Exercise material
#####
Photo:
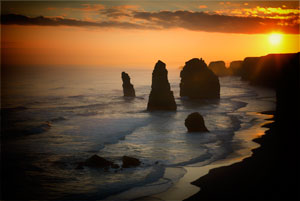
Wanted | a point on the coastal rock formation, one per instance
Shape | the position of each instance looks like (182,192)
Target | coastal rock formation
(96,161)
(219,68)
(195,123)
(198,81)
(161,97)
(235,67)
(128,89)
(265,70)
(130,162)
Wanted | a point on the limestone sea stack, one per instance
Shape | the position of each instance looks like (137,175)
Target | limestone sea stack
(161,97)
(235,67)
(128,89)
(219,68)
(195,123)
(198,81)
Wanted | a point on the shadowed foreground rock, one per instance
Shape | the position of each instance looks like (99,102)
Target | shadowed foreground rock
(130,162)
(195,123)
(235,67)
(128,89)
(198,81)
(96,161)
(219,68)
(161,97)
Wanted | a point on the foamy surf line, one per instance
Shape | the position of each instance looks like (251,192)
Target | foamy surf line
(176,182)
(183,189)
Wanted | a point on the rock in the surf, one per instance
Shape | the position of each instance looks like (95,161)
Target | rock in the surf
(195,123)
(130,162)
(198,81)
(161,97)
(96,161)
(128,88)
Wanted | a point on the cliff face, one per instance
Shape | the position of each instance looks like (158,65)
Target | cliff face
(161,97)
(198,81)
(265,70)
(128,89)
(219,68)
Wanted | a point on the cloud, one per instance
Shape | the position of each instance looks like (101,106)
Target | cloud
(14,19)
(200,21)
(196,21)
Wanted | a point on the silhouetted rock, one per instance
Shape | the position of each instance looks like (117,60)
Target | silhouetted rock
(130,162)
(234,67)
(161,97)
(198,81)
(128,89)
(195,123)
(96,161)
(219,68)
(265,70)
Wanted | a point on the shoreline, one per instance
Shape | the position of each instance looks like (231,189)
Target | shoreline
(184,188)
(260,177)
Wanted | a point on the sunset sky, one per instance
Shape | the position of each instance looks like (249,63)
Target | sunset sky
(138,33)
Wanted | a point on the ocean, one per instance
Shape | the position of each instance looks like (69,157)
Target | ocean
(53,118)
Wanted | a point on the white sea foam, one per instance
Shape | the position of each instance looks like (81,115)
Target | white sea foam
(88,115)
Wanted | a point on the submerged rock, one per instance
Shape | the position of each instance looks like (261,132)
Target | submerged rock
(96,161)
(219,68)
(128,89)
(195,123)
(161,97)
(198,81)
(130,162)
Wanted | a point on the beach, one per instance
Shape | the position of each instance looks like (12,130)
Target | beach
(272,172)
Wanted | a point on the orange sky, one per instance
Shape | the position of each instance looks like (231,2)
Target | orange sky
(37,45)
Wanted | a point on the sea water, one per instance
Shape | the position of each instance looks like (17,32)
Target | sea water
(57,117)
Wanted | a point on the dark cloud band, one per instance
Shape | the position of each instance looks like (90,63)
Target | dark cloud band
(197,21)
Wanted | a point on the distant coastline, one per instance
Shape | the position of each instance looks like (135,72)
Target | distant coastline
(272,172)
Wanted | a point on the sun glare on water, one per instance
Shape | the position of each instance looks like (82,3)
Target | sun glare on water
(275,38)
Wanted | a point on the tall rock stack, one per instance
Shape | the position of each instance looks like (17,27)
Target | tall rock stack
(161,97)
(128,89)
(219,68)
(198,81)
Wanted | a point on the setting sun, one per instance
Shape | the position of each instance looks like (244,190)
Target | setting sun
(275,38)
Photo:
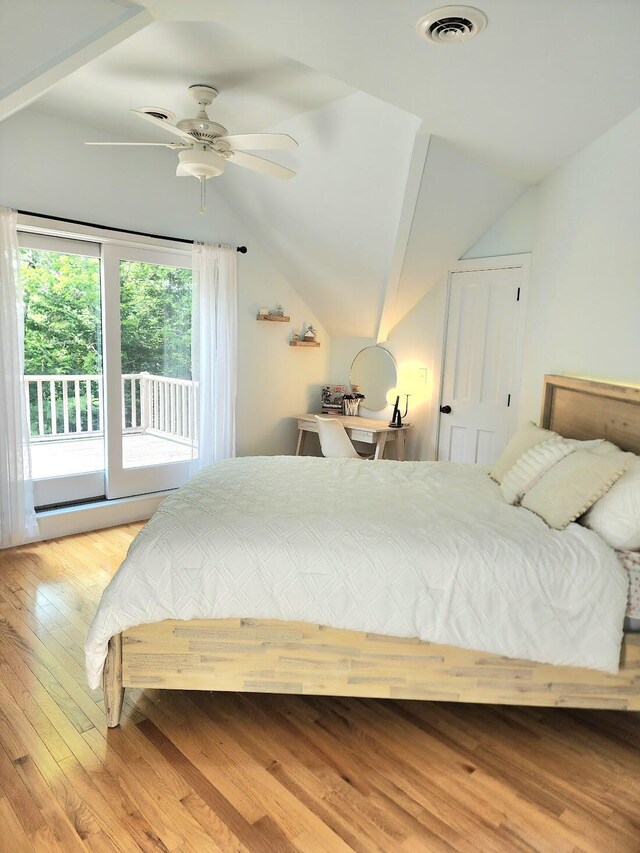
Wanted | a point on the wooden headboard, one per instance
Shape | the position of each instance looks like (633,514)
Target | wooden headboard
(587,408)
#####
Work instructions
Quote every line word for word and keep the images out of the copy.

Expected answer
Photo:
Wanted | a point on the coastal rock formation, one per instance
Shape | the position of each instance looks like (182,192)
Target | coastal rock formation
(96,161)
(219,68)
(195,123)
(198,81)
(161,97)
(235,67)
(128,89)
(265,70)
(130,162)
Wanted | a point on the limestone sea stack, one per instance
Shape | the position of each instance looks like (137,175)
Target | limestone sea stack
(161,97)
(235,67)
(128,89)
(219,68)
(195,123)
(198,81)
Wanted | a point on the shadowed foreground rock, one per instance
Shape | the position of each instance looks like (99,102)
Target | shadowed foreground rock
(130,162)
(195,123)
(235,67)
(128,89)
(198,81)
(96,161)
(219,68)
(161,97)
Wanted | a point on the foamy surf line, one per instance
Shape | the position of each instance looks like (251,192)
Target | foamy surf line
(176,182)
(183,189)
Wanted | a point on the rock in the surf, one per instance
Shape | the position of each instance looks like (95,161)
Target | rock in the surf
(195,123)
(130,162)
(198,81)
(161,97)
(96,161)
(128,88)
Wanted | a point on the cliff face, one per instance
Shape | the position of each instance looks like (158,65)
Target | cliff face
(161,97)
(198,81)
(265,70)
(128,89)
(219,68)
Wanted | a point on the cloud, one per instance
Shape | the position of each instance looks like (101,106)
Target | cloud
(14,19)
(200,21)
(196,21)
Wanted | a point on the silhouetted rock, one per instance
Shape | the position of each instance looks like (117,60)
Target | silhouetted rock
(130,162)
(234,67)
(161,97)
(198,81)
(128,89)
(195,123)
(96,161)
(219,68)
(265,70)
Wanted | a point on the shoreline, one per instance
Shape | the position of each instance looks like (231,189)
Target | shoreline
(184,188)
(260,177)
Wanted | a point on the sunset sky, one per instance
Shape | the position of each instance looks like (249,63)
Target | sunset sky
(138,33)
Wanted | a point on the ocean, one per instance
Shape | the position of each instance looks like (69,157)
Target | ocean
(53,118)
Wanted | a point on the white sea foam, one per instance
Shape | the position of each instance looks like (81,115)
Target | white sea foam
(88,115)
Wanted | a point on the submerged rock, one per instance
Shape | the position of each instance looks like (261,132)
Target | submerged rock
(96,161)
(219,68)
(128,89)
(195,123)
(161,97)
(198,81)
(130,162)
Wanted | a point on the beach, one per instance
Shape | the position of each instance looks like (12,130)
Target | beach
(272,172)
Wanted | a point on the orange sky, one per instance
Shape | the position of each instance looks like (231,2)
Target | orange sky
(37,45)
Wanted | a point on the sea water, one per instance
Shape | the position of each instance looks like (17,32)
Target | sea water
(57,117)
Wanted | a point on the dark cloud band, one per instance
Shape | the position of each instance looks like (90,63)
Target | dark cloud band
(197,21)
Wanted | a point on the distant coastline, one per instance
Shape | the position of each instance looks like (135,72)
Target | distant coastline
(272,172)
Wanted | a point on the sun glare on water, one per instance
Shape | the position of each instance looks like (82,3)
Target | sun glare on water
(275,38)
Wanted | a point on the tall rock stack, one per instance
Shape | the position of each instance looks like (17,27)
Target | tall rock stack
(161,97)
(128,89)
(219,68)
(198,81)
Wanted | a point on the setting sun, one per instance
Shape | the position of each instance looks like (244,190)
Target | setting sun
(275,38)
Photo:
Wanted | a point on the wooden headboard, one per instance
Shape | the position of each instance looks like (633,514)
Target | wooden headboard
(587,408)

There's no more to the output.